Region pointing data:
>>>>

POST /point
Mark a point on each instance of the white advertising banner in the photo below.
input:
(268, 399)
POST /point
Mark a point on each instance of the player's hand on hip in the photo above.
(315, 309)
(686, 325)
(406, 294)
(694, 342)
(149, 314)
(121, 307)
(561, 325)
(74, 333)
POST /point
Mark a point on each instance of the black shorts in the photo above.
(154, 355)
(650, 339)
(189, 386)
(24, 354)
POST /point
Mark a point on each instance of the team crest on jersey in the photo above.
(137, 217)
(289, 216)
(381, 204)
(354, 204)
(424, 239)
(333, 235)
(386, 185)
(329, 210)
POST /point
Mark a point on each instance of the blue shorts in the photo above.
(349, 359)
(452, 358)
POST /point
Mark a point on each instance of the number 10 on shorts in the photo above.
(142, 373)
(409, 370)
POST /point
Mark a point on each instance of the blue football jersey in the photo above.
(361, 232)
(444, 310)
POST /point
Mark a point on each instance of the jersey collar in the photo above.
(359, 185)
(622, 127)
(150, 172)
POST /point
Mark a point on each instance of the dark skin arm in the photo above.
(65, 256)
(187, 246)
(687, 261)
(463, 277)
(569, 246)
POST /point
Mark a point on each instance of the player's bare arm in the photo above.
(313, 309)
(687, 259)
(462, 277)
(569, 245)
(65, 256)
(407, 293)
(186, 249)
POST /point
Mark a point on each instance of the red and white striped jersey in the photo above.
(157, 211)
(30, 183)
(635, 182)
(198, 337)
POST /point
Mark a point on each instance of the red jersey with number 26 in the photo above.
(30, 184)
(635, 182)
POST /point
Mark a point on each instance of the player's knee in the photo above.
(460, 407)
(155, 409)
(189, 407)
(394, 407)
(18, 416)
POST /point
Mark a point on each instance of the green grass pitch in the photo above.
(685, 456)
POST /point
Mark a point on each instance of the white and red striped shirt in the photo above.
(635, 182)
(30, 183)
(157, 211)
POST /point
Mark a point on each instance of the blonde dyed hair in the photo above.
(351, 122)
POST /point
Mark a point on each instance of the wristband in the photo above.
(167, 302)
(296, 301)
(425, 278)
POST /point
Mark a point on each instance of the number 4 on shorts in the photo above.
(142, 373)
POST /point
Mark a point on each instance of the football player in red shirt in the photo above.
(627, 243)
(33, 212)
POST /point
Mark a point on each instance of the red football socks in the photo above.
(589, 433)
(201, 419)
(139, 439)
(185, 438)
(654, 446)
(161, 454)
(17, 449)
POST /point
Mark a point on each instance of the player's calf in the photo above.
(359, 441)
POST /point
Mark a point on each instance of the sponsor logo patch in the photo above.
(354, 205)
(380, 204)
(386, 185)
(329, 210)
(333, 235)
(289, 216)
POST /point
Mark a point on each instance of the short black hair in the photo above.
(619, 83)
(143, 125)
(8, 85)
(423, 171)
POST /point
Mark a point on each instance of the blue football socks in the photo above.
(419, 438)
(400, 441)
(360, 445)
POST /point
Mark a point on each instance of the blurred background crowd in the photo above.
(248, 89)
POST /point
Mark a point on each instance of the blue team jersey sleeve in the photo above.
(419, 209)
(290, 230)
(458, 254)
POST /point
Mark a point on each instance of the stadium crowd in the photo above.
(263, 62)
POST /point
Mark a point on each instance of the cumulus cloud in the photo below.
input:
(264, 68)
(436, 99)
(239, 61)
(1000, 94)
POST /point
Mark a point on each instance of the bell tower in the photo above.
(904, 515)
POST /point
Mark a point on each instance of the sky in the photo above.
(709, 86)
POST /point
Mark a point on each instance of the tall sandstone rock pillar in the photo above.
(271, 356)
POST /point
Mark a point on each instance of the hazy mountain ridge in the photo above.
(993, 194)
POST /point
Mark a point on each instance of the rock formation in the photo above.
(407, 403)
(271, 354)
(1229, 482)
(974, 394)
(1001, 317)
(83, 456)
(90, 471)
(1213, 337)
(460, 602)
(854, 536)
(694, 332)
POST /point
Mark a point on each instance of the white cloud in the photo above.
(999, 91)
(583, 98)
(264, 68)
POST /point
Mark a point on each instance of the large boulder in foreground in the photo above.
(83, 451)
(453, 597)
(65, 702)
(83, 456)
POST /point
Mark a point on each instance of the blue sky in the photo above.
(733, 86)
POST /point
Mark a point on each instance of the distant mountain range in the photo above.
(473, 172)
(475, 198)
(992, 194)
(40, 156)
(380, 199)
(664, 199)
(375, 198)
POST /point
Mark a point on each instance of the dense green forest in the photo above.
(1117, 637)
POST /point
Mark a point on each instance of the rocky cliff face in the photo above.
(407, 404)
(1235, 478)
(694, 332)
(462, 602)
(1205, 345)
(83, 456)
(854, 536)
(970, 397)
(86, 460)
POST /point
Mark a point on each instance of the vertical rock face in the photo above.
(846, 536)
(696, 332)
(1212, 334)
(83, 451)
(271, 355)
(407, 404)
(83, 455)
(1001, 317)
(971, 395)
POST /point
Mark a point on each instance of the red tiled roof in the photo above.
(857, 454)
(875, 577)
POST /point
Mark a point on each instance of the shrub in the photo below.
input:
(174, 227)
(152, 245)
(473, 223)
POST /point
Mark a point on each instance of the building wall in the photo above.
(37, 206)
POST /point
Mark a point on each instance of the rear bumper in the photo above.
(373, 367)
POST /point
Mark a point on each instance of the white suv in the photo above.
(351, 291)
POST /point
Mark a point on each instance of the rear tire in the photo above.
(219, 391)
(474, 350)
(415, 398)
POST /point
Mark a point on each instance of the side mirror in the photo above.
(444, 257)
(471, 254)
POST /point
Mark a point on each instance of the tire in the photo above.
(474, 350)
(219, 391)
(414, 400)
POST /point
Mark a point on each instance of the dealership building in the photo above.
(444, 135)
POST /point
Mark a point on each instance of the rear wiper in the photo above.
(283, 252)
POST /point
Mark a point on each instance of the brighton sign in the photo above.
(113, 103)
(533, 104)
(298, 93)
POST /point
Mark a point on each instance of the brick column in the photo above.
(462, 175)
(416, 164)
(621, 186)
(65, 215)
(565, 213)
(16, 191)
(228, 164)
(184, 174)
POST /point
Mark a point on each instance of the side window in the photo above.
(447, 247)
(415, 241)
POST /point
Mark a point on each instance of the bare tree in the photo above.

<<<<

* **Problem details**
Pull every line containing "below" out of the data above.

* **Exercise response**
Mark a point on each instance of the white advertising banner in the photo below.
Mark a point on each instance of the cumulus cloud in the photo below.
Mark a point on each instance of the shrub in the photo below.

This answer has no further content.